ACTIVITIES:
A. What are the three levels of alerts that the organization issues, according to the Genocide Watch extract?
B. Do the following statements agree with the Genocide Watch extract? For each, answer yes or no and quote the words of the extract that decide it.
(i) The board of advisors has 34 current members.
(ii) The ICJ found that Serbia had violated the Genocide Convention.
(iii) Stanton regards "ethnic cleansing" as a euphemism for genocide.
C. Rewrite the stretch of the Genocide Watch extract from "- Scott Fisher" through "and Alice Nderitu.", changing "peacekeeping forces" to "peacekeeping mission".
Start of EXTRACT PROVIDED
Stanton has criticized the term "ethnic cleansing", considering it a euphemism for genocide which serves to facilitate genocide denial, whitewash atrocities, and impede genocide prevention.

Stanton also rejects the "only intent" doctrine that the International Court of Justice used in Bosnia v Serbia and Croatia v Serbia. The ICJ found that because Serbia's intent was "ethnic cleansing," Serbia's "sole" and "only" intent was not genocide, and therefore Serbia had not violated the Genocide Convention. According to Stanton, this ICJ precedent may complicate convicting Israel of genocide in Gaza.

The organization issues three levels of alerts: watch, warning, and emergency.

=== Armenia and Nagorno-Karabakh ===
Genocide Watch has released numerous alerts that identify a campaign of genocide against Armenians due to Azerbaijan's 2022-2023 military siege and 2023 offensive in Nagorno-Karabakh and the expulsion of all ethnic Armenians from the territory.

In 2022, Genocide Watch issued a warning against Azerbaijan's "unprovoked" military attacks on Armenia and the Republic of Artsakh. Genocide Watch's earlier alerts in 2020 during the Second Nagorno-Karabakh War drew condemnation from Henry Theriault and Armen Marsoobian — both genocide scholars — for misidentifying the Armenians as perpetrators. Henry Theriault specifically criticizes Genocide Watch's 10-stage stage model of genocide, arguing that it distorted analysis, enabled false accusations, and aided Azerbaijan.

==Board members==

=== Board of directors ===

- Scott Fisher
- Gregory H. Stanton
- Charles A. Pillsbury

=== Board of advisors ===
There are 34 current members listed as advisors on the board. They include the commander of the United Nations peacekeeping forces in Rwanda Roméo Dallaire, former Nuremberg Prosecutor Benjamin Ferencz, former US Ambassador to the United Nations, former Administrator of the U.S. Agency for International Development (USAID) Samantha Power, and former UN Special Advisers for the Prevention of Genocide Adama Dieng and Alice Nderitu.
End of EXTRACT PROVIDED
Start of LISTED RECORDS
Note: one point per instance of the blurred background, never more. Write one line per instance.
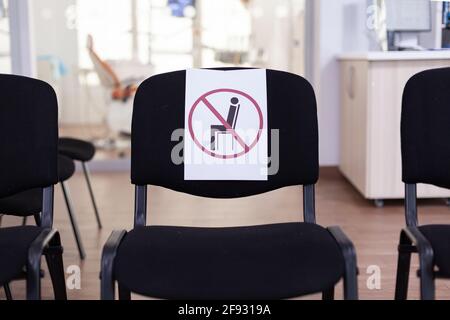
(95, 53)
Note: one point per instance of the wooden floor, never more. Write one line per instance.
(374, 231)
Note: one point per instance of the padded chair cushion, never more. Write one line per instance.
(439, 237)
(29, 202)
(66, 168)
(261, 262)
(76, 149)
(14, 244)
(23, 204)
(425, 128)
End of LISTED RECORDS
RESULTS OF THE EXERCISE:
A. Watch, warning, and emergency.

B.
(i) Yes: "There are 34 current members listed as advisors on the board."
(ii) No: "and therefore Serbia had not violated the Genocide Convention."
(iii) Yes: "considering it a euphemism for genocide"

C.
- Scott Fisher
- Gregory H. Stanton
- Charles A. Pillsbury

=== Board of advisors ===
There are 34 current members listed as advisors on the board. They include the commander of the United Nations peacekeeping mission in Rwanda Roméo Dallaire, former Nuremberg Prosecutor Benjamin Ferencz, former US Ambassador to the United Nations, former Administrator of the U.S. Agency for International Development (USAID) Samantha Power, and former UN Special Advisers for the Prevention of Genocide Adama Dieng and Alice Nderitu.